- **Directive**
Reproduce the listing verbatim.

^^^^

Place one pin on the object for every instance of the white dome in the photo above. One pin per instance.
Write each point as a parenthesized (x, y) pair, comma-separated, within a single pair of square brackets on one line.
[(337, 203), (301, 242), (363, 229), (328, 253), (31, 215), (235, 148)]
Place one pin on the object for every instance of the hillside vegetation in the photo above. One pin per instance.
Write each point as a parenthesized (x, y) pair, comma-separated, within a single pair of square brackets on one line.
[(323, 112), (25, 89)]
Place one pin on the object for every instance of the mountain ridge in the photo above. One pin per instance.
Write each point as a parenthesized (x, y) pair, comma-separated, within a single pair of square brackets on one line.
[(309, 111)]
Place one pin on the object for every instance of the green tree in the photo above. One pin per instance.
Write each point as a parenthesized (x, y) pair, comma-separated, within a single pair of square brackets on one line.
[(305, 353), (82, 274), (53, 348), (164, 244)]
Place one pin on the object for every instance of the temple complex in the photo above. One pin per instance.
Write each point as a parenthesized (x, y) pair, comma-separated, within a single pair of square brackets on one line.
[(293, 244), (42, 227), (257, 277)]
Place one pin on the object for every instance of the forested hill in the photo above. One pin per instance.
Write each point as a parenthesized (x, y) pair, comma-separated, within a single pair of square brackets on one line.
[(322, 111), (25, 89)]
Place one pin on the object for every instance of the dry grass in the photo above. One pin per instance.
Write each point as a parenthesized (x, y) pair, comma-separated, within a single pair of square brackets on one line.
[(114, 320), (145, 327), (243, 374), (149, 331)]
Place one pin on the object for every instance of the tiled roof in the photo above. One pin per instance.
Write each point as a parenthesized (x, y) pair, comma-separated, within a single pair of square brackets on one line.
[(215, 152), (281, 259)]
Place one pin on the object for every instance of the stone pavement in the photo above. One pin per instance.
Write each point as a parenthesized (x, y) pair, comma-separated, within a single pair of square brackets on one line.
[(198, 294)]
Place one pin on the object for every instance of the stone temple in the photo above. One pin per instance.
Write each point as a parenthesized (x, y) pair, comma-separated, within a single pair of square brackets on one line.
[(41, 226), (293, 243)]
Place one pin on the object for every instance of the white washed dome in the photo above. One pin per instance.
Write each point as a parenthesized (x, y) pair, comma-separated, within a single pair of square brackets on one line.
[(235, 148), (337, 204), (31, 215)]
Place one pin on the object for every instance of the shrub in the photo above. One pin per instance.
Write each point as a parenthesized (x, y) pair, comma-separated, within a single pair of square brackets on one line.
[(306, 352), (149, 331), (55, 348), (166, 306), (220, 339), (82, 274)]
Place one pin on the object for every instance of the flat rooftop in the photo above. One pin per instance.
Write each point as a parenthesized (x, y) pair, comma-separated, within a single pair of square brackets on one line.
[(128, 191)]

^^^^

- **Exercise solution**
Place one pin on the object for every instance of the white dome in the photo above. One pin per instance.
Write each point as a parenthesized (x, y) pair, comma-separated, within a single pair of square brackets on one line.
[(337, 203), (301, 242), (363, 229), (328, 253), (31, 215), (235, 148)]
Place one pin on the object for every instance of the hillside vegetation in the photo above. One pin per instance.
Write each point as a parenthesized (x, y) pair, comma-separated, within a single pair of square brackets on one line.
[(323, 112), (25, 89)]
Place one pin on the object for every instance of the mountain ridge in the photo above. One pin per instance.
Write each point as a parenthesized (x, y) pair, comma-separated, within a single pair of square brackets on one line.
[(309, 111)]
Place one pin on the object for every instance of the green tree in the photo above. One pin per instance.
Write each point as a parenthesized (x, y) pair, comma-separated, within a single pair of square brackets on one line.
[(305, 353), (82, 274), (53, 348), (164, 244)]
Place one pin on the object for every instance of the temple complex in the photo above. One pin per instance.
Write each point as a parenthesized (x, y) pair, comma-separated, within a single pair of square brackets on one line.
[(293, 244), (42, 227), (257, 277)]
Place one pin on the object for every instance of the forested hill in the photo above. One pin per instance.
Write each point as a parenthesized (x, y) pair, comma-separated, within a single pair of square brackets on one line.
[(322, 111), (25, 89)]
Place one pin on the object for every instance of the dry grass in the photo above. One pin per instance.
Write each point as a parenthesized (x, y) pair, comma-separated, within a single pair of square brackets on one line.
[(114, 320), (145, 327), (243, 374), (149, 331)]
Place one pin on the object for every instance of the tiled roof in the photo above. One pin per instance.
Write each point as a parenthesized (x, y) pair, comma-separated, within a single pair of square brackets on one line.
[(215, 152), (281, 259)]
Place one pin on the object for every instance of the stone pavement in the photo above. One pin per instance.
Write each point as a parenthesized (x, y) pair, comma-separated, within a single pair of square brackets on one line.
[(198, 294)]
Place one pin on the object for every instance of the stone temple in the photo above. One pin per instance.
Write each point as a parenthesized (x, y) pair, comma-separated, within a single pair of square brackets on one line.
[(41, 226), (293, 243)]
Place one pin on the object for every instance of the white washed dome in the photo above. One pin per instance.
Write each point as a parenthesized (x, y) pair, comma-separated, within a single pair of square brackets on one line.
[(235, 148), (337, 204), (31, 215)]
Place one pin on the object for every instance of the shrub in the photo above. One pin per instance.
Write each point as a parenthesized (x, y) pair, comma-separated, within a single pair of square brackets on one line.
[(306, 352), (149, 331), (55, 348), (166, 306), (220, 339), (82, 274)]
Place one pin on the object for every instance of the flat rooftop in the photo above. One pin per instance.
Write each point as a parenthesized (x, y) pair, comma-separated, within a single pair of square brackets on one line.
[(128, 191)]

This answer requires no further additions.